■ Material supplied ■
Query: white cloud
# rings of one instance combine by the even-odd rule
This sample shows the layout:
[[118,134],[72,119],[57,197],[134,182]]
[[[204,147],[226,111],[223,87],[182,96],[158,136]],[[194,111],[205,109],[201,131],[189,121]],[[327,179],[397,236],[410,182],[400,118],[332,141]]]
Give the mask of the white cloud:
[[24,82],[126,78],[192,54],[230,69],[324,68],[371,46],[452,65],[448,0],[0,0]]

■ Objective ■
Return every entry above unchanged, line for line.

■ Solution to this task ■
Query: white cloud
# rings of one instance combine by the even-odd rule
This sample shows the layout:
[[118,134],[72,119],[57,197],[134,182]]
[[[204,147],[226,111],[223,87],[182,96],[158,136]],[[194,111],[205,109],[201,131],[189,121]],[[327,179],[397,236],[410,182],[400,118],[332,141]]]
Give the mask of the white cloud:
[[24,82],[126,78],[192,54],[230,69],[324,68],[371,46],[452,65],[448,0],[0,0]]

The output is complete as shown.